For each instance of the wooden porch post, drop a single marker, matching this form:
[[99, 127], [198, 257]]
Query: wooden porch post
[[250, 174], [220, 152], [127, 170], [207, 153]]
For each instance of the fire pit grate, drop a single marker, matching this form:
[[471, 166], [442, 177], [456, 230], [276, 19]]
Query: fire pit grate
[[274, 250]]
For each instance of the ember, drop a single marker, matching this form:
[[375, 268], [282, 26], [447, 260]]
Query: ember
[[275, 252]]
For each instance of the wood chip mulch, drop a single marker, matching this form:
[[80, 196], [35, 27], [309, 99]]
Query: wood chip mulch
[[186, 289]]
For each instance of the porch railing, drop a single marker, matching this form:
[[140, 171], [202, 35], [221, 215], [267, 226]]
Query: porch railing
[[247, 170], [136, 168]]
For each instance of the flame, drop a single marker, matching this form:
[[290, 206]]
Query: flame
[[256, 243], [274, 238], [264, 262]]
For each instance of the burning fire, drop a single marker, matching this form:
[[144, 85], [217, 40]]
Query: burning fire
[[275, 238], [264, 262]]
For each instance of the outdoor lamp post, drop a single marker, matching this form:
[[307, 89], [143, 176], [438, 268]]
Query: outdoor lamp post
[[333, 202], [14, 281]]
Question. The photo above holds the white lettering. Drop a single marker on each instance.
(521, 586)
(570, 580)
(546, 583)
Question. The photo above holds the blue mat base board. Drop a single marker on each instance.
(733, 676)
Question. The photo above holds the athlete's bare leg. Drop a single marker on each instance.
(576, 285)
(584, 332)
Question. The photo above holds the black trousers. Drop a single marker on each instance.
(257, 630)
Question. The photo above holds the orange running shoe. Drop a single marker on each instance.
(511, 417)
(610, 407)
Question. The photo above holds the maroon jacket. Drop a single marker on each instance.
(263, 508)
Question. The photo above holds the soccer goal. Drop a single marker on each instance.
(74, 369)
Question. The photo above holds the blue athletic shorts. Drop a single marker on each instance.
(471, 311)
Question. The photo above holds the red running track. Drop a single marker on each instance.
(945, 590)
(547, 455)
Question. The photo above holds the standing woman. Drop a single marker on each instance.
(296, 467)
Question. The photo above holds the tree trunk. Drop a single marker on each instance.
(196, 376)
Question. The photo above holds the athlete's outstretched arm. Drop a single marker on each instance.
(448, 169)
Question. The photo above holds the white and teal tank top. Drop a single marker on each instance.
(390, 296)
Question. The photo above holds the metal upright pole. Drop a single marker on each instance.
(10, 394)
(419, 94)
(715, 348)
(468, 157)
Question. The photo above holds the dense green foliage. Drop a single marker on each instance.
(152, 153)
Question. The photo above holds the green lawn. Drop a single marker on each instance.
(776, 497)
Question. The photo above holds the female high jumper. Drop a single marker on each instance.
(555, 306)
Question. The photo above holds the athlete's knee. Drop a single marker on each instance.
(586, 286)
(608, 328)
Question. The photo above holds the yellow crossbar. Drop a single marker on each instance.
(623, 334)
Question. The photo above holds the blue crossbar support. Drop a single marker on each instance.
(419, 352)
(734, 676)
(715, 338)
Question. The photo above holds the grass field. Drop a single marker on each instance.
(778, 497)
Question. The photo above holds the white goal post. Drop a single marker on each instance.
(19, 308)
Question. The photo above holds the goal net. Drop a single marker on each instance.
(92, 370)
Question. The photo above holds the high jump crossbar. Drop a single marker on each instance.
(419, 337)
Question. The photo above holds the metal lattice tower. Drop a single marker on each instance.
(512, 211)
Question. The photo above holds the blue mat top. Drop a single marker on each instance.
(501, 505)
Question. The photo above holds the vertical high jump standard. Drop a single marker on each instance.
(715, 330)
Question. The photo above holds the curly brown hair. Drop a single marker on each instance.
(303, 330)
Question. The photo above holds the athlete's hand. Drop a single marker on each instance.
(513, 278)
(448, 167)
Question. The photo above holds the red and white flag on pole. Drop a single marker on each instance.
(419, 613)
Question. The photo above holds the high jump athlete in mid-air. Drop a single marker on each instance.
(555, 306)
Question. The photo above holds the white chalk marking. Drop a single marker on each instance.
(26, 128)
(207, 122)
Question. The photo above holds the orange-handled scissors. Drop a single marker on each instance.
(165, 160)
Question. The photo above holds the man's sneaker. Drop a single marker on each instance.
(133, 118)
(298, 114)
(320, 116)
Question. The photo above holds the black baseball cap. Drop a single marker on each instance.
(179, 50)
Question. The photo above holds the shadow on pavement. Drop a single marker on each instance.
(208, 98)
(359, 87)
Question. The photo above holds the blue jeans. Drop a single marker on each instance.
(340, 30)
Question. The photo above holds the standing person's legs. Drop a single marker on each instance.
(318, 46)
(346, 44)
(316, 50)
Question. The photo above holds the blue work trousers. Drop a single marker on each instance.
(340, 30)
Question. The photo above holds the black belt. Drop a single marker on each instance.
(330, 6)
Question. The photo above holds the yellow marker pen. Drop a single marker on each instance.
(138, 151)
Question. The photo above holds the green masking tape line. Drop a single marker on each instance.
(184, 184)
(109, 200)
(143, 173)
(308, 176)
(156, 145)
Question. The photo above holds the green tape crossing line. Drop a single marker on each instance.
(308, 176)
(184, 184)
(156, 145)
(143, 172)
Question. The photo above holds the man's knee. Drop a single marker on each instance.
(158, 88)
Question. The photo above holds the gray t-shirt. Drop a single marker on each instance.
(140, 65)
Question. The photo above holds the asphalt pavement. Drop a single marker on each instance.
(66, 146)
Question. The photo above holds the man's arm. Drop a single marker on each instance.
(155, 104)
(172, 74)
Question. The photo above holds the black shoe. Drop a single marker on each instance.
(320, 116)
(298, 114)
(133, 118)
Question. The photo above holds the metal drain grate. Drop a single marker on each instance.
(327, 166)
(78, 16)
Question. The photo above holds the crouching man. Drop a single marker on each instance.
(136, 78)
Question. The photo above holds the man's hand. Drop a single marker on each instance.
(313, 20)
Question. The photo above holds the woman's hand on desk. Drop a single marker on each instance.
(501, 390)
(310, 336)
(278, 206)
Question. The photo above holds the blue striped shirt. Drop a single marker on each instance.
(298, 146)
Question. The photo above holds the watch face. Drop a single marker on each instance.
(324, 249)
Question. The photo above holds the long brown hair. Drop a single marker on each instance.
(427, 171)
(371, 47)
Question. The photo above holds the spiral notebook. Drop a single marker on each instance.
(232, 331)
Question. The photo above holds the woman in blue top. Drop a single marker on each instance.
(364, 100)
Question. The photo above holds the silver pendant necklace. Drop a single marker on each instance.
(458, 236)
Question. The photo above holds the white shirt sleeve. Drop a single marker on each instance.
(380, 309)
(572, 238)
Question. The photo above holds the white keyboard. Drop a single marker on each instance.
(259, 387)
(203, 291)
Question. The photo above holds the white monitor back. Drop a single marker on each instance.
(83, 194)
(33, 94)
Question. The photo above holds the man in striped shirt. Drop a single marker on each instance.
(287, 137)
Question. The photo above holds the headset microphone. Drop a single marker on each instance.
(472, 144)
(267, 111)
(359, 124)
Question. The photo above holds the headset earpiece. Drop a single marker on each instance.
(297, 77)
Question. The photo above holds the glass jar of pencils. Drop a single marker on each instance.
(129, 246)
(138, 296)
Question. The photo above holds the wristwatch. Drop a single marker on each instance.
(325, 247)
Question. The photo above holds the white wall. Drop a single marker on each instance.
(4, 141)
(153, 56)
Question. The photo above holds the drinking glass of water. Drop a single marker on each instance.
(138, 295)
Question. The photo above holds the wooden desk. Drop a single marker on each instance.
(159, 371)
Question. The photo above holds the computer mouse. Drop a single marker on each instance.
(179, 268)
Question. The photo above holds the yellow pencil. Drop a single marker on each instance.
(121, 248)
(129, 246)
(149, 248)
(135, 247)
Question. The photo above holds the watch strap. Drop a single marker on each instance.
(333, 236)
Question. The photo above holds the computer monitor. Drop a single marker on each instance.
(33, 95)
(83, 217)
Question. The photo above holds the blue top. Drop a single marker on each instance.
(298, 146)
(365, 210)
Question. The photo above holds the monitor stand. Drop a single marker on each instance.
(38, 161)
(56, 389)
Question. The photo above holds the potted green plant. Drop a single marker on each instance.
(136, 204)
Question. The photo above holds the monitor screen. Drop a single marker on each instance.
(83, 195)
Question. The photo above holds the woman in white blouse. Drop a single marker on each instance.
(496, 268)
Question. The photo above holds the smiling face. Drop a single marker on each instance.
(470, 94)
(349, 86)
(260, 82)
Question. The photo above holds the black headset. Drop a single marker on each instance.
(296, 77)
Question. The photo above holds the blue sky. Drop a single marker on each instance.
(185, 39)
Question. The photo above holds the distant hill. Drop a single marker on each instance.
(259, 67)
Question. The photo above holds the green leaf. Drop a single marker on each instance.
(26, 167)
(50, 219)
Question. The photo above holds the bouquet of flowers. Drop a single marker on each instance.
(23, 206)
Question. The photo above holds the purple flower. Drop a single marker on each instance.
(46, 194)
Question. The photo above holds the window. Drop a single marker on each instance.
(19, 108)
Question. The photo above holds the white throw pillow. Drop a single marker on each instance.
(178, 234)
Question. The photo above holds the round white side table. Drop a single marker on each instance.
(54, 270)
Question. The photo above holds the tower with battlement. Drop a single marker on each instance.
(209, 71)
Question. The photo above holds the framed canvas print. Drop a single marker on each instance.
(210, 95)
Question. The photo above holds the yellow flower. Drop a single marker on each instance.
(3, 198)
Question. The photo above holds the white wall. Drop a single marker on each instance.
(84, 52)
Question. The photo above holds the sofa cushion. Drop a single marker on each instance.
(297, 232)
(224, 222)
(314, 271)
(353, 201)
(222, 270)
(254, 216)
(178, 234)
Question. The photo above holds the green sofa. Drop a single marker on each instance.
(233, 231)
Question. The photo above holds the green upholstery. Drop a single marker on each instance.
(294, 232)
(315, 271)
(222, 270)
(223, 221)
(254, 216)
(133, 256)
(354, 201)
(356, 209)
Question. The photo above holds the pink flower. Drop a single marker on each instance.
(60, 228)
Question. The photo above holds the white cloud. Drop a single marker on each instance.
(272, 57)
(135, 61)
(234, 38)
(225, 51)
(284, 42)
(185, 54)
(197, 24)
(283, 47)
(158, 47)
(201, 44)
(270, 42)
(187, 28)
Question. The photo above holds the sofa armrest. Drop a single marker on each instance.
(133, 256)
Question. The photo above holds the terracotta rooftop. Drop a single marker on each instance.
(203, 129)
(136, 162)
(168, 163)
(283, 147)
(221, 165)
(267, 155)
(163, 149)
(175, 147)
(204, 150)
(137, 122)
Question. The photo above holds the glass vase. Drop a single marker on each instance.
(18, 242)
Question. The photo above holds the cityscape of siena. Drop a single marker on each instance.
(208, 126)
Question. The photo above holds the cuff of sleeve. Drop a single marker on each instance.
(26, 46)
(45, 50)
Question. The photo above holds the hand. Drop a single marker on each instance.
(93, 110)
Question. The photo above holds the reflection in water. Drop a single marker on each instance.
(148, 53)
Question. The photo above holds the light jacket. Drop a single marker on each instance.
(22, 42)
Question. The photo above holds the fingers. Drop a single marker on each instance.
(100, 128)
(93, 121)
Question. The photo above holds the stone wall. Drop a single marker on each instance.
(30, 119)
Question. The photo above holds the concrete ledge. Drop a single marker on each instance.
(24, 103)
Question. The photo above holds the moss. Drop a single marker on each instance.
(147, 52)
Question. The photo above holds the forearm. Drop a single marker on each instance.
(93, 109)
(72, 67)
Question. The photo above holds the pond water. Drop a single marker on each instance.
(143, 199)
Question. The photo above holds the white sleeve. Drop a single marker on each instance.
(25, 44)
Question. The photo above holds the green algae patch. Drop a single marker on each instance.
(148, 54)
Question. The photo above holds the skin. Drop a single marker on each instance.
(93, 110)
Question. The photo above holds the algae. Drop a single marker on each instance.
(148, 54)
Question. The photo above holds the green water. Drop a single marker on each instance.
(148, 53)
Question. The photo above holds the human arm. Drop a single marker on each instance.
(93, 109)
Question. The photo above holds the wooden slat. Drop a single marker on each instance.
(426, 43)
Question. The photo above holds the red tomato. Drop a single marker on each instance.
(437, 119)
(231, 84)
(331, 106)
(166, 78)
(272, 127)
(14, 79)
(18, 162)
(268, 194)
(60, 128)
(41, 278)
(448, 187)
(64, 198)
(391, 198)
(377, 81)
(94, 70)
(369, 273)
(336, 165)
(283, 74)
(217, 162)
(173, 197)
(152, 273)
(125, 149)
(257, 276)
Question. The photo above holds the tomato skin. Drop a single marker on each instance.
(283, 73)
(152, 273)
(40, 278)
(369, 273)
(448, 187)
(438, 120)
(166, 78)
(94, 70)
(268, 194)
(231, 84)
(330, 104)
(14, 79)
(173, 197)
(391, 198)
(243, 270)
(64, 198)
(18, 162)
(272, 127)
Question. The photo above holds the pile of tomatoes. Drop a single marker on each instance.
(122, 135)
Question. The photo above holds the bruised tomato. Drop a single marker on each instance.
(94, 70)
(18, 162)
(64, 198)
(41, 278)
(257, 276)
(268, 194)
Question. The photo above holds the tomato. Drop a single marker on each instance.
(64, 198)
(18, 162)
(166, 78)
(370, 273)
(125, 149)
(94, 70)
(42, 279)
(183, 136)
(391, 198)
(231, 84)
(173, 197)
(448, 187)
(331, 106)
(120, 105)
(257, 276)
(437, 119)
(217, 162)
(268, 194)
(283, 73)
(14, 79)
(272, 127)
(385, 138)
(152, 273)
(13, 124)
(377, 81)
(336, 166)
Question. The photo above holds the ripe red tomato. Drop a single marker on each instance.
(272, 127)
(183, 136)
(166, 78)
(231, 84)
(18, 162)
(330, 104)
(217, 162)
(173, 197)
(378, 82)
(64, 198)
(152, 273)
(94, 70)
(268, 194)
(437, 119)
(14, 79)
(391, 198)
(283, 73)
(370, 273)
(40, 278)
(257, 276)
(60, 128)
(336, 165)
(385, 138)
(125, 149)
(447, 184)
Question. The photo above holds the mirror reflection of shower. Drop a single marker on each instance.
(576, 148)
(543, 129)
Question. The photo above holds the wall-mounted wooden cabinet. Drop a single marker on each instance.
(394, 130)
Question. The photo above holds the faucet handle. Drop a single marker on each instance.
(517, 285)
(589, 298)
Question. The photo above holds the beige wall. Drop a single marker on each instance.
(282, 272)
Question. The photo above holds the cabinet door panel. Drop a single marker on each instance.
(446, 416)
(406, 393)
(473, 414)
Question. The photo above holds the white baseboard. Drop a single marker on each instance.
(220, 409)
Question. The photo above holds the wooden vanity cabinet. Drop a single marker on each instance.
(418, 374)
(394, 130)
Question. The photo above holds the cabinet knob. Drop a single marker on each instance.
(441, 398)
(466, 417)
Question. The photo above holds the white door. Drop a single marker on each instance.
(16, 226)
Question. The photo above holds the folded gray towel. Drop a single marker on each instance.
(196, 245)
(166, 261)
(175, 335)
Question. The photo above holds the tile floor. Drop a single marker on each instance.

> TASK ITEM: Filter the entries above and return only the lines holding "matching".

> RESULT:
For each instance of the wooden porch post, drop a single marker, matching this form:
For each instance of the fire pit grate, drop a single marker, matching this form:
For each instance of the ember, drop a single marker, matching this form:
For each instance of the wood chip mulch, drop a single marker, matching this form:
For each instance of the porch railing, drop a single marker, matching this form:
For each instance of the flame, drop a single marker, matching this form:
For each instance of the burning fire, drop a single marker, matching this form:
For each instance of the outdoor lamp post, drop a single marker, matching this form:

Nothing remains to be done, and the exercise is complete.